How are these new ways of interaction realized in practice? We need tools and applications. Tools are needed for the applications that are provided for users. The tools may be, for example, software tutors (Hakulinen, 2006) that understand speech and provide help for users, they may be new motion sensing controllers, or they may be computer vision components that are added to a mobile phone.

1.1 CONTEXT AND PROBLEM STATEMENT

Currently with most of the computers we use the interaction is still based on the keyboard and the mouse. This is often hard and causes frustration in users (Castrillón-Santana, 2003). To make the applications easier to use there is guidance on how to design applications, for example the ten usability heuristics by Jakob Nielsen (Nielsen, 1993). The heuristics recommend making the system state visible to the users, using terms familiar to the users and provide undo and redo functionality among others. There are also usability methods for evaluating the applications.

The heuristics presented by Nielsen can be used for heuristic evaluation.

◆ ◆ ◆ ◆ ◆ ◆ ◆

Aim 1: According to the passage on computer interaction, who created the ten usability heuristics?

Record set:
◆ ◆ ◆ ◆ ◆ ◆ ◆

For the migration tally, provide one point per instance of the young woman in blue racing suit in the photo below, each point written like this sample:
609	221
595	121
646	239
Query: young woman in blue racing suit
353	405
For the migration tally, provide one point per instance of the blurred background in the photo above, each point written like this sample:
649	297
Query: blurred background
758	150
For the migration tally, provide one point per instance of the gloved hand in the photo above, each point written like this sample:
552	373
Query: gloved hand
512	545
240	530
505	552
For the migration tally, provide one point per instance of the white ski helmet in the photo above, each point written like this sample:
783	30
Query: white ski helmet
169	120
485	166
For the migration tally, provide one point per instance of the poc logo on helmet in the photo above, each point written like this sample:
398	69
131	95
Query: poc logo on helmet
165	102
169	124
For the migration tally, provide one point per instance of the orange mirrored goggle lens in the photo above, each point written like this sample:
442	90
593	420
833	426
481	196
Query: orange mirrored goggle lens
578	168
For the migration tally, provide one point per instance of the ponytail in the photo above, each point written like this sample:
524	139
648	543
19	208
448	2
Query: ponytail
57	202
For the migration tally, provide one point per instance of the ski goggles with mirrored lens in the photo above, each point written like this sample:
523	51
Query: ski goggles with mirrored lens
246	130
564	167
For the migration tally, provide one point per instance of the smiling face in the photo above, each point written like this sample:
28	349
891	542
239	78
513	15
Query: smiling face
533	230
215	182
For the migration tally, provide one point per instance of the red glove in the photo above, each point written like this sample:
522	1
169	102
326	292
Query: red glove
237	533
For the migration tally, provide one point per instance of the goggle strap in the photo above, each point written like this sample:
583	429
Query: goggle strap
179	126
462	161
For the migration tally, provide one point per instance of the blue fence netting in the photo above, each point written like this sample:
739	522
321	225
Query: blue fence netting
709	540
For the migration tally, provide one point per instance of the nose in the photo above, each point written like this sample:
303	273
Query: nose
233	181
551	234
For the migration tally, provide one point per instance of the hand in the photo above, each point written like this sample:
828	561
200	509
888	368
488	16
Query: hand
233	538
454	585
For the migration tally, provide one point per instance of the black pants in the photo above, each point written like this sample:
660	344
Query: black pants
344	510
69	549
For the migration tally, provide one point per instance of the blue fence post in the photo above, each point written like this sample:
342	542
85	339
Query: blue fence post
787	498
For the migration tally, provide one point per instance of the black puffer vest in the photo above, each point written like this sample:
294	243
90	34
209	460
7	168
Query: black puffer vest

◆ ◆ ◆ ◆ ◆ ◆ ◆

Aim 2: Please reproduce the listing from the line that contains "of the nose" through the last line of the listing, both included.

Expected output 1: Jakob Nielsen

Expected output 2:
For the migration tally, provide one point per instance of the nose in the photo above, each point written like this sample:
303	273
Query: nose
233	181
551	234
For the migration tally, provide one point per instance of the hand in the photo above, each point written like this sample:
828	561
200	509
888	368
488	16
Query: hand
233	538
454	585
For the migration tally, provide one point per instance of the black pants in the photo above, each point written like this sample:
660	344
Query: black pants
344	510
69	549
For the migration tally, provide one point per instance of the blue fence post in the photo above, each point written like this sample:
342	542
85	339
Query: blue fence post
787	498
For the migration tally, provide one point per instance of the black puffer vest in the photo above, each point written like this sample:
294	243
90	34
209	460
7	168
Query: black puffer vest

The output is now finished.